#### [Work task]
The records that follow are to be repeated exactly, with no pictures carried over.

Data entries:
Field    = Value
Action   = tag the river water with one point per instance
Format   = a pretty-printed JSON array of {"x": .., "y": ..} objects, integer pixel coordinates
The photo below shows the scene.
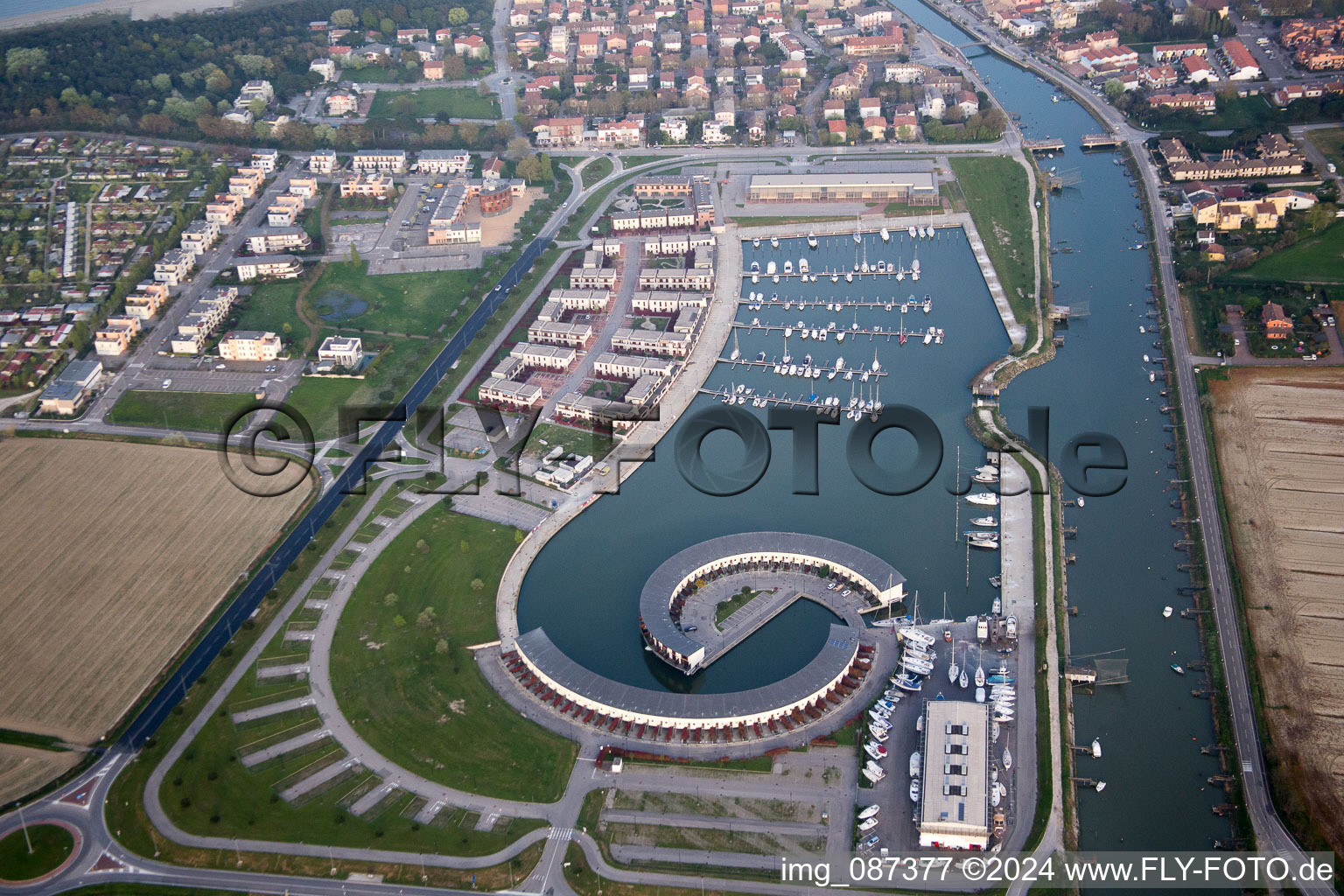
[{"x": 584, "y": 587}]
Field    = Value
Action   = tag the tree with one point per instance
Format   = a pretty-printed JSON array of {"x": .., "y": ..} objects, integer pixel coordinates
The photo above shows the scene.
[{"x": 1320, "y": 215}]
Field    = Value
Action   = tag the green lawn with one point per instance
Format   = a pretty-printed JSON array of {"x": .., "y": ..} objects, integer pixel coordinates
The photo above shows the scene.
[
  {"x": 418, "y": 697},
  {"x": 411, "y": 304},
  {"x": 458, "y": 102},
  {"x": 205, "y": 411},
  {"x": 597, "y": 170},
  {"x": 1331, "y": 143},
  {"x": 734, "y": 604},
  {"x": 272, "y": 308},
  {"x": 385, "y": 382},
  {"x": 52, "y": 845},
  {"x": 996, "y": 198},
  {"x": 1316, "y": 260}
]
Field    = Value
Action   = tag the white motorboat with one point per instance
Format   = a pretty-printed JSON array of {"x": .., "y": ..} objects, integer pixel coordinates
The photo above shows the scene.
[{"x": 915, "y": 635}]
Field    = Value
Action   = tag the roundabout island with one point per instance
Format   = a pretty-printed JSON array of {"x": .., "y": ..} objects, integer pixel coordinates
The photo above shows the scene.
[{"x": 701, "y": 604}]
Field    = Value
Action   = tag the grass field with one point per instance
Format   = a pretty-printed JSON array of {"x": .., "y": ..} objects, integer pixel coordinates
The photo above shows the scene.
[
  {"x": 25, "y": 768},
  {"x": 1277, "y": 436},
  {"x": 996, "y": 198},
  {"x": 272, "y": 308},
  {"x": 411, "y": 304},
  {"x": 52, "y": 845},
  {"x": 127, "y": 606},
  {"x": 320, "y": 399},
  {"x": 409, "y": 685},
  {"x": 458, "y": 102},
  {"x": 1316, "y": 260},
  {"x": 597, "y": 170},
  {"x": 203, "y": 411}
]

#### [Written response]
Field    = Value
Action   = tag the river water with one point per instance
Format   = a pretty-printed JSON array of {"x": .., "y": ..} objects, integer pixel coordinates
The photo below shows the scene.
[{"x": 584, "y": 587}]
Field    = Value
Action   = tag the tree with one point per instance
Format   = a pretty-printed JSON array of {"x": .., "y": ..} objects, integer pixel coordinates
The photo above shows the scene.
[{"x": 1320, "y": 215}]
Field    = Value
Action   = tag the green lawn with one point per instance
Format   = a pretty-printed JSON array of {"x": .., "y": ..} objects, integer pixel coordinates
The photo above shows the scene.
[
  {"x": 418, "y": 697},
  {"x": 411, "y": 304},
  {"x": 458, "y": 102},
  {"x": 205, "y": 411},
  {"x": 597, "y": 170},
  {"x": 1331, "y": 143},
  {"x": 734, "y": 604},
  {"x": 272, "y": 308},
  {"x": 385, "y": 382},
  {"x": 52, "y": 845},
  {"x": 996, "y": 198},
  {"x": 1316, "y": 260}
]
Field    = Value
Action   = tag the white motorboat with one point per instance
Format   = a pretty-printed JSON array of {"x": .., "y": ..} objects, integer pixel coordinates
The photo above shows the scene.
[{"x": 915, "y": 635}]
Field    = Value
Action   = tag the roundabout island with one point per instance
Format   = a pretty-printed JSON array of {"x": .., "y": ..} objects, integer pixel coordinates
The photo above shows the scene.
[{"x": 701, "y": 604}]
Field    = Value
Action   = tag the grass field with one point per instance
Format   = a pretty-printed JSON array of {"x": .., "y": ..} objects, integer pixel coordinates
The photo above shows the scene.
[
  {"x": 25, "y": 768},
  {"x": 1277, "y": 436},
  {"x": 996, "y": 198},
  {"x": 272, "y": 308},
  {"x": 411, "y": 304},
  {"x": 52, "y": 845},
  {"x": 127, "y": 606},
  {"x": 320, "y": 399},
  {"x": 409, "y": 685},
  {"x": 458, "y": 102},
  {"x": 1316, "y": 260},
  {"x": 597, "y": 170},
  {"x": 203, "y": 411}
]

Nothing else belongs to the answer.